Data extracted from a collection
----------------

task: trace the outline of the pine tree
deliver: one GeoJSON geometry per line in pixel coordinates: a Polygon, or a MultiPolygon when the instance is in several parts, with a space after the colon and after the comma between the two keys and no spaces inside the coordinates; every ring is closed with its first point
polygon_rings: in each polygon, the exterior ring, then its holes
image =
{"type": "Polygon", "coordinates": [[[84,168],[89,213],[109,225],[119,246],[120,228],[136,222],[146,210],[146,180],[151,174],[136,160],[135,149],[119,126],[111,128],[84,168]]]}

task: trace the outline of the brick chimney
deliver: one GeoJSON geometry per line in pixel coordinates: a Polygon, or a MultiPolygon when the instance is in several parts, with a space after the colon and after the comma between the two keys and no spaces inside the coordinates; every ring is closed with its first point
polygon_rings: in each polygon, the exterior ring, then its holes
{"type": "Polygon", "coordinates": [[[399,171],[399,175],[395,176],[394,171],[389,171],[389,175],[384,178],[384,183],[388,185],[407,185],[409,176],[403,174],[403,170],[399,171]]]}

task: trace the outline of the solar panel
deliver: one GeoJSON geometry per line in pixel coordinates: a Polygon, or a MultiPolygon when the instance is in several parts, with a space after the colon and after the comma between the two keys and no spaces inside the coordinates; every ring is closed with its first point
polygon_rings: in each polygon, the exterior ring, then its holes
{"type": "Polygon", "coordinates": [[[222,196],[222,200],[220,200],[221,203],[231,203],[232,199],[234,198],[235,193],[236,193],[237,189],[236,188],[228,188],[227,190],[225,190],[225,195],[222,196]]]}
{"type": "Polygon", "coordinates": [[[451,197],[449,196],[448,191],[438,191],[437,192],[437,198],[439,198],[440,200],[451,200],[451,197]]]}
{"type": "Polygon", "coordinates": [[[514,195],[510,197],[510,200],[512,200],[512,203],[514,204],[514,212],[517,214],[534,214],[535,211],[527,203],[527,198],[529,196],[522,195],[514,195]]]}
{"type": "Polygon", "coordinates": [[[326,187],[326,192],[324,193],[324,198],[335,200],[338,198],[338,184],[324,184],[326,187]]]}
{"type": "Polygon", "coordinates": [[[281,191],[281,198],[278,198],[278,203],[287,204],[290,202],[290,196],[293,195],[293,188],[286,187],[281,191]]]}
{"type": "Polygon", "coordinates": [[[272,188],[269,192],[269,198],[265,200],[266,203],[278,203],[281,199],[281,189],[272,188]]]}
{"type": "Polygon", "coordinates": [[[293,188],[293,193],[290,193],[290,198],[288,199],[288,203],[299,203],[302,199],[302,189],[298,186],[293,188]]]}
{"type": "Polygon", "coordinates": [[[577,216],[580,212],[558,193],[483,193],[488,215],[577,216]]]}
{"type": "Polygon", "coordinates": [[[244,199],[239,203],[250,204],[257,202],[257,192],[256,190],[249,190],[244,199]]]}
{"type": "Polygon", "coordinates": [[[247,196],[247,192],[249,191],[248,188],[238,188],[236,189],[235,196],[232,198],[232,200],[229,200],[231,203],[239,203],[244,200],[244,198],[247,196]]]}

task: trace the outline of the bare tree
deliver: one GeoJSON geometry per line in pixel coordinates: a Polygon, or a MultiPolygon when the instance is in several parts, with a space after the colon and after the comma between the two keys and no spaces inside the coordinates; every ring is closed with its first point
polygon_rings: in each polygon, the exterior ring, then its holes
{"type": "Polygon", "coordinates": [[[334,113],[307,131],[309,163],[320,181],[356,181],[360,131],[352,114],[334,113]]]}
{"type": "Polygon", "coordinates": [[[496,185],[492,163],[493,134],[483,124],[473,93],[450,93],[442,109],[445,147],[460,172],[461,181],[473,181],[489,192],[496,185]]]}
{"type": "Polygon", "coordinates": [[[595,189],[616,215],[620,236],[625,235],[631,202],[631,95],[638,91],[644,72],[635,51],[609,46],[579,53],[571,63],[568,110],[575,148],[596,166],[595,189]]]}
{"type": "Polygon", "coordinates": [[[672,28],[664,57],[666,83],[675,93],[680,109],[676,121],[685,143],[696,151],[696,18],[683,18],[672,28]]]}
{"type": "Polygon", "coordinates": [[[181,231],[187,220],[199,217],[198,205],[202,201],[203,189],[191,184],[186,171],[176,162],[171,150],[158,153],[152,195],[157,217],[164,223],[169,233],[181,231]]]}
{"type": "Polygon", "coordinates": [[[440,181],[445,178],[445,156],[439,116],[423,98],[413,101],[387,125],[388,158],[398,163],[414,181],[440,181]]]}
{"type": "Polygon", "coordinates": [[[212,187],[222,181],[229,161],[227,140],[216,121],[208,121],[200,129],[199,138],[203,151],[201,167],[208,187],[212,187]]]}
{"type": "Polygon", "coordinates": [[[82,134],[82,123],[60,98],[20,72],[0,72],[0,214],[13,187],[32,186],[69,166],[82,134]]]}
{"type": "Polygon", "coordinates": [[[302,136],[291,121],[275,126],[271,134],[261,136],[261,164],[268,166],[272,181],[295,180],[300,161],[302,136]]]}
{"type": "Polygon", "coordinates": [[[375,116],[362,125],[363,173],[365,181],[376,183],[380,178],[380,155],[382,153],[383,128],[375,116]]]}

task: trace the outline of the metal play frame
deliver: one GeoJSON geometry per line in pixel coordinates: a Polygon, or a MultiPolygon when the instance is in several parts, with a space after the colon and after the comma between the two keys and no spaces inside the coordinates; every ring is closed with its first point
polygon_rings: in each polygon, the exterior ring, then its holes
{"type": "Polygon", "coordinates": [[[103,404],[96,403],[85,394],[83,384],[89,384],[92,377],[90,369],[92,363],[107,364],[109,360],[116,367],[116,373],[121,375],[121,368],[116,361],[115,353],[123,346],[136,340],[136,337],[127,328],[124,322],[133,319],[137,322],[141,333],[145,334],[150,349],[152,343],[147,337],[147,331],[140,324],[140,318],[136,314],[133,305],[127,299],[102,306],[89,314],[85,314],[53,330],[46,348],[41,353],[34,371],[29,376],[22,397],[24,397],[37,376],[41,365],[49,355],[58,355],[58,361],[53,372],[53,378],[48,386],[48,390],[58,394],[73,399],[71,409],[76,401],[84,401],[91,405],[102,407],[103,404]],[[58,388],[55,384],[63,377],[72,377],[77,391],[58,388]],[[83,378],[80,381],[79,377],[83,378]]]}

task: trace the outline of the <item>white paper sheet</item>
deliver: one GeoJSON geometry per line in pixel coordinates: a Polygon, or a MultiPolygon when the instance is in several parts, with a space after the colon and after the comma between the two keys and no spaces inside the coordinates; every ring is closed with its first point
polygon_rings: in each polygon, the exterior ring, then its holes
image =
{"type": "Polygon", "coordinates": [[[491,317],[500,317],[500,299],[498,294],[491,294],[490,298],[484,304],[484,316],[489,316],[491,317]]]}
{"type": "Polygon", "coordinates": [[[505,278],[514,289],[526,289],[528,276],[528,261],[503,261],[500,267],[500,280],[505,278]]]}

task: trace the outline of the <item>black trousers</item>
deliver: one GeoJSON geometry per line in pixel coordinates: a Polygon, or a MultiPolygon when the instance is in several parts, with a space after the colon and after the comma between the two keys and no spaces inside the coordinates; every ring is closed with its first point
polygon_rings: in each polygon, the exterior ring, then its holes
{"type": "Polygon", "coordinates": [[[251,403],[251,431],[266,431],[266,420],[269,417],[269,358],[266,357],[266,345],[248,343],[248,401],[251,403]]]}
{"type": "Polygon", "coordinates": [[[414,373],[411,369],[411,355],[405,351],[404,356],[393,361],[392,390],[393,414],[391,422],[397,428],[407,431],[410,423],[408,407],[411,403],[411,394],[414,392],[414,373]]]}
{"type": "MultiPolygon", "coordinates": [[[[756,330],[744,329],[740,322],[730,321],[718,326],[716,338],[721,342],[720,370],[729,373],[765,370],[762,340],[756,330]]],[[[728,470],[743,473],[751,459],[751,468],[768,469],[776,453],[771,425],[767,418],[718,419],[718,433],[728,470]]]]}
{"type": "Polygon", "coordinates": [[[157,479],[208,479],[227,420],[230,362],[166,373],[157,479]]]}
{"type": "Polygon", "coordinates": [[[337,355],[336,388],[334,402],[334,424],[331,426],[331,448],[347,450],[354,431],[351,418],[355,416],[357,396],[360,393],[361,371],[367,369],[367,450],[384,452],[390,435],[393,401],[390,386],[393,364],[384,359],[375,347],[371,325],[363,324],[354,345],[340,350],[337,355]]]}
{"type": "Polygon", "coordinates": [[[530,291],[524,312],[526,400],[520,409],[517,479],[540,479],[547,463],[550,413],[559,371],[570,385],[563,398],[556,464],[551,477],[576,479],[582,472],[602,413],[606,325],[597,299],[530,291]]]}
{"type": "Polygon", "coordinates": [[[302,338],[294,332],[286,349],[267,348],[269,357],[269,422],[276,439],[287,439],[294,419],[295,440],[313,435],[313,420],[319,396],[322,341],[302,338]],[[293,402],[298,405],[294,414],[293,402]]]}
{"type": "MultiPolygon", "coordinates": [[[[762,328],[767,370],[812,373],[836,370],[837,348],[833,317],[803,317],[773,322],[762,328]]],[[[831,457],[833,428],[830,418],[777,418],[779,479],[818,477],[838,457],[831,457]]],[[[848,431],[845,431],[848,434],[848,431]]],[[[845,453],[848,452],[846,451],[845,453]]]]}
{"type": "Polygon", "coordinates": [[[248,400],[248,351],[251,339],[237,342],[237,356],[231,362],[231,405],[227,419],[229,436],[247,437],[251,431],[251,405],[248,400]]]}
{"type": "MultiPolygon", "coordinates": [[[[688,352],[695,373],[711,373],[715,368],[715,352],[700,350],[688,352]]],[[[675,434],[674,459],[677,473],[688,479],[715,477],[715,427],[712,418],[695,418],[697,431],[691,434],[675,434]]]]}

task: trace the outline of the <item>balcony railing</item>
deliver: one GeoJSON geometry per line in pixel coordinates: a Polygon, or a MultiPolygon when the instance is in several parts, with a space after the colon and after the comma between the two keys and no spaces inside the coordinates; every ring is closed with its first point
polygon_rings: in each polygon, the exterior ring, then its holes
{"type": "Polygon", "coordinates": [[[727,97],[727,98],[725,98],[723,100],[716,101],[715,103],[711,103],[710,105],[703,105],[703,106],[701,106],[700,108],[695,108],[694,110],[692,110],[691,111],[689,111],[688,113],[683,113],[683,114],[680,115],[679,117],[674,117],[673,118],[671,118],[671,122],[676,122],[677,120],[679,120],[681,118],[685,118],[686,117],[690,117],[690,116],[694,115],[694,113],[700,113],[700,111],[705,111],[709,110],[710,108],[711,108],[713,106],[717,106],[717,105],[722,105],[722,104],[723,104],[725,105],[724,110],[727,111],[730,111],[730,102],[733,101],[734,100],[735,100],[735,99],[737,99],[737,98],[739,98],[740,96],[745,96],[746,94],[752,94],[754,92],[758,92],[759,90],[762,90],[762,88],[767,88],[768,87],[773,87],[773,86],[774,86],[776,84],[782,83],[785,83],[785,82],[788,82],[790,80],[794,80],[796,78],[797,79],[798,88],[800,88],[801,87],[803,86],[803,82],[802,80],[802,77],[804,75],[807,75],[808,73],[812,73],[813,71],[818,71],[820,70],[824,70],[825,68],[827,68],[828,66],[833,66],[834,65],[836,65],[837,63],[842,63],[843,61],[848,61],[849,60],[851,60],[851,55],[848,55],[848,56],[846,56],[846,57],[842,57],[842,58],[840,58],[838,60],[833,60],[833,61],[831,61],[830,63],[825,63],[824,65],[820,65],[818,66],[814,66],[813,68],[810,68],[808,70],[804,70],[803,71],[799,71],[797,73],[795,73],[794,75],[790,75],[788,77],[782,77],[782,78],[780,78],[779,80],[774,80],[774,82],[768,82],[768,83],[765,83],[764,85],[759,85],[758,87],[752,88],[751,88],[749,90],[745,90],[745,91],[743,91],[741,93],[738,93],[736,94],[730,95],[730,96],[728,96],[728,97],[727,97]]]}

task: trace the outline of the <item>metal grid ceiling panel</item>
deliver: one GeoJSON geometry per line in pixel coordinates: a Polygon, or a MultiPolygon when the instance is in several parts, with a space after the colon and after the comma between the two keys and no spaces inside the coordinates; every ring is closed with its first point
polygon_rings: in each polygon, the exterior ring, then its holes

----------------

Send back exactly the lines from the line with "task: trace the outline of the <item>metal" through the end of the records.

Task solution →
task: trace the outline of the <item>metal grid ceiling panel</item>
deliver: one GeoJSON geometry per line in pixel coordinates: a Polygon, or a MultiPolygon when the instance is in several parts, with a space after the colon and after the comma between the two keys and no spaces inside the coordinates; every ring is closed with its first point
polygon_rings: in each polygon, the exterior ring, then its holes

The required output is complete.